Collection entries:
---+---

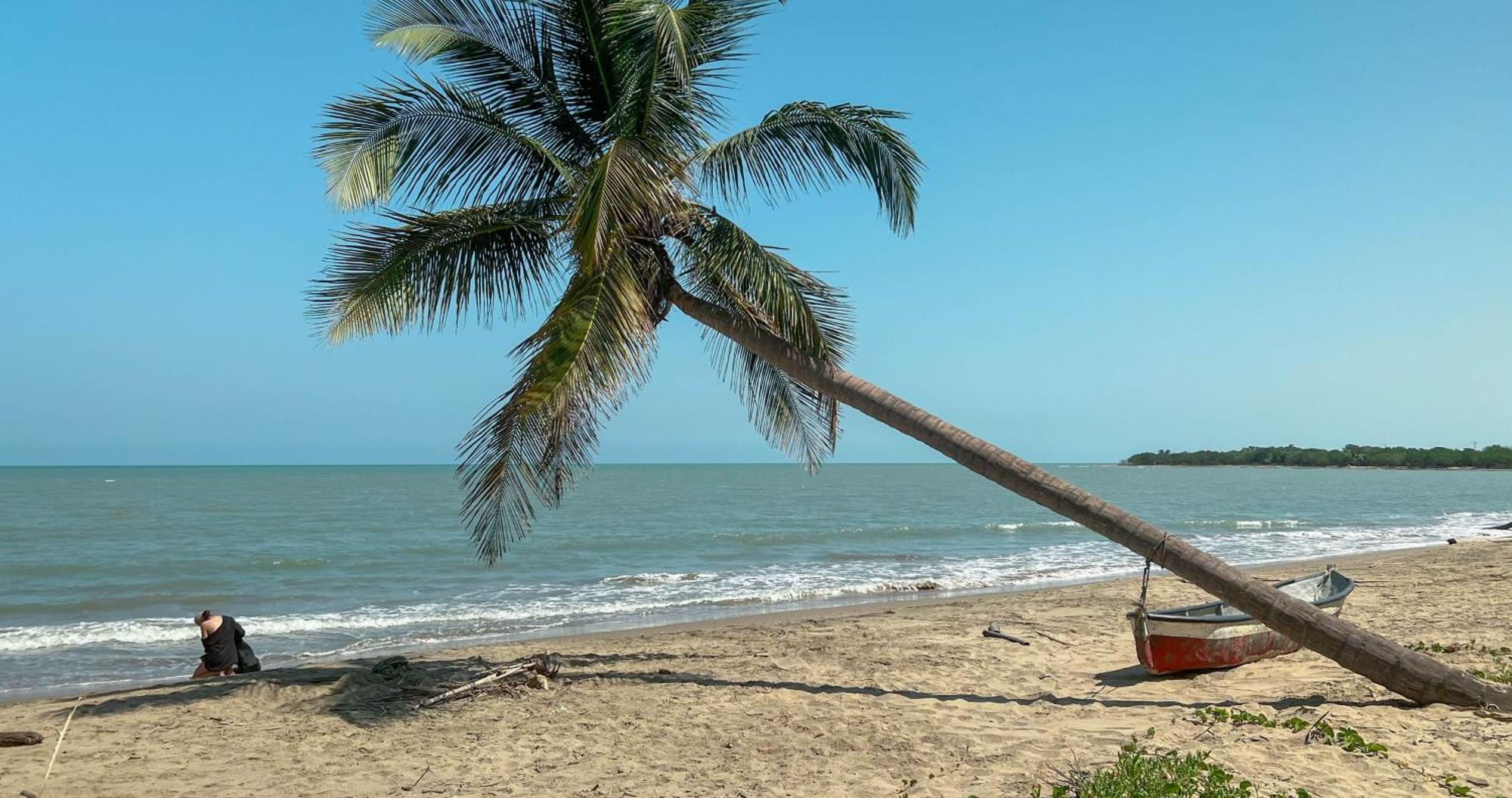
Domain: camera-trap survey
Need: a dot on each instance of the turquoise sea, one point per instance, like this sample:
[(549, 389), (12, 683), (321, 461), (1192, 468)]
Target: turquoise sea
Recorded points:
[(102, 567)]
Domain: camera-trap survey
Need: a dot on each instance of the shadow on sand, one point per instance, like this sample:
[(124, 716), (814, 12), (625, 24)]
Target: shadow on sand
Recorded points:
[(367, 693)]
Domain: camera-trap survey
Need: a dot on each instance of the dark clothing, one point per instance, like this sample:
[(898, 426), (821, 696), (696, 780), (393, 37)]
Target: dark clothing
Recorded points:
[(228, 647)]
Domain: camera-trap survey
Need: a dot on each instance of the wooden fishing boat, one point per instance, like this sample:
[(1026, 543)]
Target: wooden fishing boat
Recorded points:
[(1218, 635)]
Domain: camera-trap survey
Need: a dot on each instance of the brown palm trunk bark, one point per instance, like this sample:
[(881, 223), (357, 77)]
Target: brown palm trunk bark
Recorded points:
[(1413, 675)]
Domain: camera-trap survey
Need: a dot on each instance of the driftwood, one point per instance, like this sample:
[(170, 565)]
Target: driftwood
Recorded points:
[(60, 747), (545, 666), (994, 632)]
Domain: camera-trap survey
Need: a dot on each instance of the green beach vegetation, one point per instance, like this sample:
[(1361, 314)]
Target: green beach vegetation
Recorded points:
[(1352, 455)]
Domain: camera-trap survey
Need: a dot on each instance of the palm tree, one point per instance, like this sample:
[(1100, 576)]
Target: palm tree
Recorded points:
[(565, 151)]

---+---

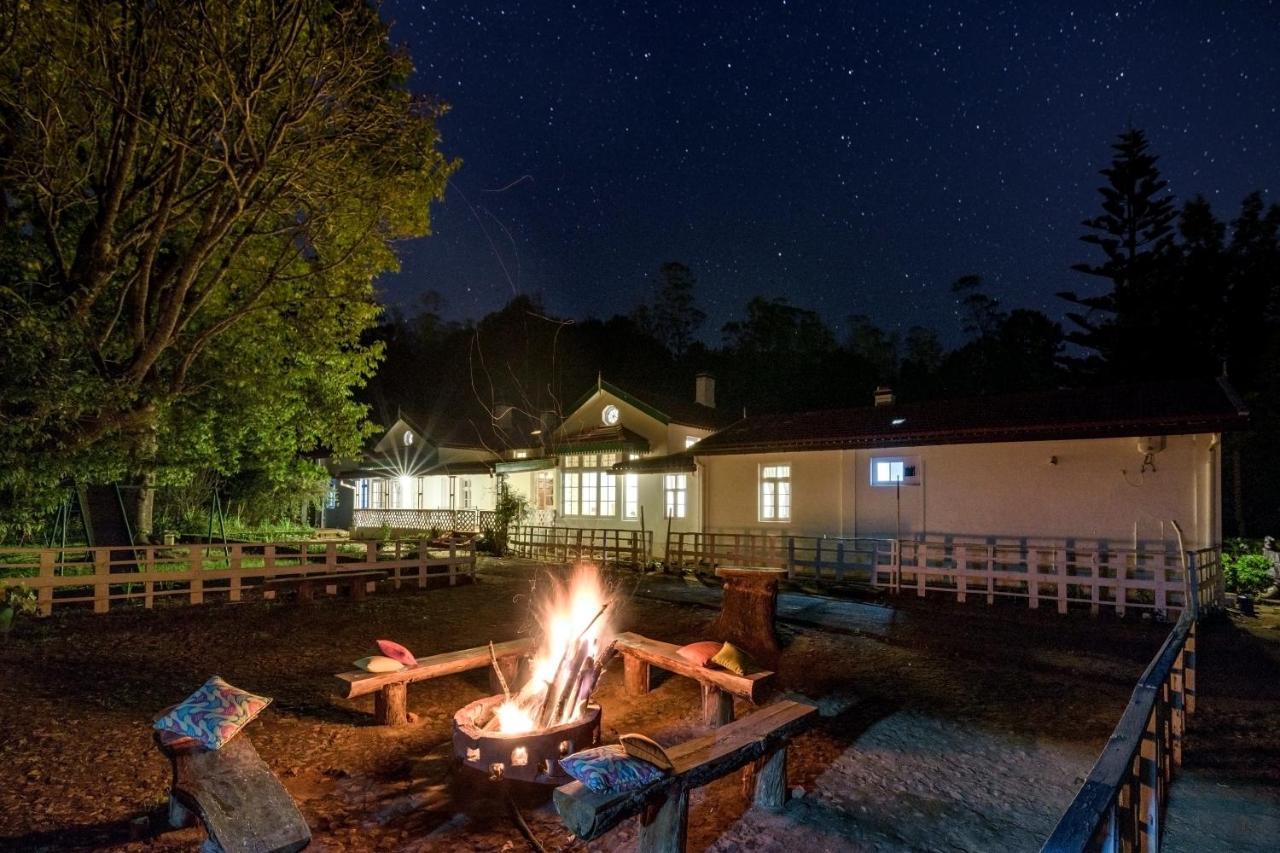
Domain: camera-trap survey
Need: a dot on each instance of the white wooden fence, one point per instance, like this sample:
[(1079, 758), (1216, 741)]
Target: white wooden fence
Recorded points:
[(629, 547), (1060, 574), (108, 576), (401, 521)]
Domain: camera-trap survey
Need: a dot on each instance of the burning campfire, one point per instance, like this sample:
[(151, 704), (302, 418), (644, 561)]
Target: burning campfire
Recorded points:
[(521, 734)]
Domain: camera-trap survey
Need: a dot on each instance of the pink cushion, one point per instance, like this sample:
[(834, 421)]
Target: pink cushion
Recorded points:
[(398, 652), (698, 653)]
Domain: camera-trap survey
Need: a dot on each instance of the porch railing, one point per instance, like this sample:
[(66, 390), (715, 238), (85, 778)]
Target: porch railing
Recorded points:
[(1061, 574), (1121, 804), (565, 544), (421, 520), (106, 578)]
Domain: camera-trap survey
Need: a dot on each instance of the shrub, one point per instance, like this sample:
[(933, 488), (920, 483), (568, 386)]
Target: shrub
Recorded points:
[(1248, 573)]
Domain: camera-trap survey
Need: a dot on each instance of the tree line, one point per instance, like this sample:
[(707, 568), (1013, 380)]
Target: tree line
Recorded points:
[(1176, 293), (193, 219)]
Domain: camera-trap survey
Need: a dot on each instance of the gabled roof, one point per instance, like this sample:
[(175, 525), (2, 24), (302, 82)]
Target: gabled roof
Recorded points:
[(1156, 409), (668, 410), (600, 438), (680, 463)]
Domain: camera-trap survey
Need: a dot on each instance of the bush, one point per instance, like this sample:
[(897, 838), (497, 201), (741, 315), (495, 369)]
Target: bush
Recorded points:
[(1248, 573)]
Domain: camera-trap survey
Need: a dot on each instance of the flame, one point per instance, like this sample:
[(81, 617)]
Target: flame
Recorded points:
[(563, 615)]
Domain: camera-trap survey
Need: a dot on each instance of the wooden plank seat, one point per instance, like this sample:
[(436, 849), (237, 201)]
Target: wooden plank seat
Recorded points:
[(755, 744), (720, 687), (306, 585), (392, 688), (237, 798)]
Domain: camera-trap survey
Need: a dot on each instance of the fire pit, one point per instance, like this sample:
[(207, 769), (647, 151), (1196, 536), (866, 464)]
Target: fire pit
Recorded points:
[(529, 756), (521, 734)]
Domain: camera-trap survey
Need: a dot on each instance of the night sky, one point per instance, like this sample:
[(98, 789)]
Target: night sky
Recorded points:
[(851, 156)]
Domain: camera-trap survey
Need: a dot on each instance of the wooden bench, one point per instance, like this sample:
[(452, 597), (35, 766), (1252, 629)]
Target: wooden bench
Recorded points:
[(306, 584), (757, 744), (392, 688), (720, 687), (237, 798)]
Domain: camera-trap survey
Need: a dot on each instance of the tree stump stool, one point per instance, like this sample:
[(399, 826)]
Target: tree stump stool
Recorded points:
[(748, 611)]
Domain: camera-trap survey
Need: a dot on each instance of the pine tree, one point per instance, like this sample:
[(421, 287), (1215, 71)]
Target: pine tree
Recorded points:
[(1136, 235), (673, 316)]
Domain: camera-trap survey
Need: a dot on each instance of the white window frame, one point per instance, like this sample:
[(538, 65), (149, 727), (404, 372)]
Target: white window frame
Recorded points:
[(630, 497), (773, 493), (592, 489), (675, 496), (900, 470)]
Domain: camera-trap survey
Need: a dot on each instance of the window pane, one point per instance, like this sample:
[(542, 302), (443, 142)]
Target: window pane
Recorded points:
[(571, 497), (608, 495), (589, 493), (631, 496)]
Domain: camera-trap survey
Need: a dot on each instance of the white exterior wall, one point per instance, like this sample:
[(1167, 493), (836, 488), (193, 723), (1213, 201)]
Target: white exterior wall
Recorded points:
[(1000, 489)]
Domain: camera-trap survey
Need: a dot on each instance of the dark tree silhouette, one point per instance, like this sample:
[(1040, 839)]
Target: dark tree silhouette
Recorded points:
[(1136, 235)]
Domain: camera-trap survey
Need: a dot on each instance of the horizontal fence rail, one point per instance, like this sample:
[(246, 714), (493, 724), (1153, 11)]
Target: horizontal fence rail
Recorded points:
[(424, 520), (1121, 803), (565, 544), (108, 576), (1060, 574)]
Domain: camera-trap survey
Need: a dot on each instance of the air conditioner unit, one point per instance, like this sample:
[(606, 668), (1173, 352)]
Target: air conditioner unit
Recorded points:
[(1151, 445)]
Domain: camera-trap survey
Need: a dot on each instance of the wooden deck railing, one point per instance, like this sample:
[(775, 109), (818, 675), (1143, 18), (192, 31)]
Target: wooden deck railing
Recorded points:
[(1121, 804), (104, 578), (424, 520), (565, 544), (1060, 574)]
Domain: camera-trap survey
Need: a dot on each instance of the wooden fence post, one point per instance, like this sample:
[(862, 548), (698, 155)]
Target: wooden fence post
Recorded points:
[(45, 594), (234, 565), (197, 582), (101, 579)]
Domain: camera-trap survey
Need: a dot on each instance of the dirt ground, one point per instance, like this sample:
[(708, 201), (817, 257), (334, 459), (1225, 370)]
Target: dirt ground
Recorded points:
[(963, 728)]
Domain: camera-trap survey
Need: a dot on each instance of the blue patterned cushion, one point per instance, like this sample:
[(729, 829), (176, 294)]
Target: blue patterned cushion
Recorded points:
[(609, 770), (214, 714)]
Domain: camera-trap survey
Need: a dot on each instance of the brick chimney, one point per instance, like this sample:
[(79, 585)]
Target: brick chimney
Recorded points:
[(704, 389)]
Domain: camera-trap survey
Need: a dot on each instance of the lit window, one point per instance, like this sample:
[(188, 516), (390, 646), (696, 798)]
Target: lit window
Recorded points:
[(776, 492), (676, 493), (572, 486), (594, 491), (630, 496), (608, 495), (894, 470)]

---+---

GIVEN EXERCISE:
Report each line of the material above that contains the word "window", copying every such line in full.

TASK RESPONSE:
Need: a dot on each instance of the white window frame, one point per instance, like this sample:
Target: white window frame
Need: a dot on each instance of the window pane, one point per instance, like this sample:
Target: window pane
Need: a dot on each instance of the lit window, one point per instance, like this sample:
Target: lit window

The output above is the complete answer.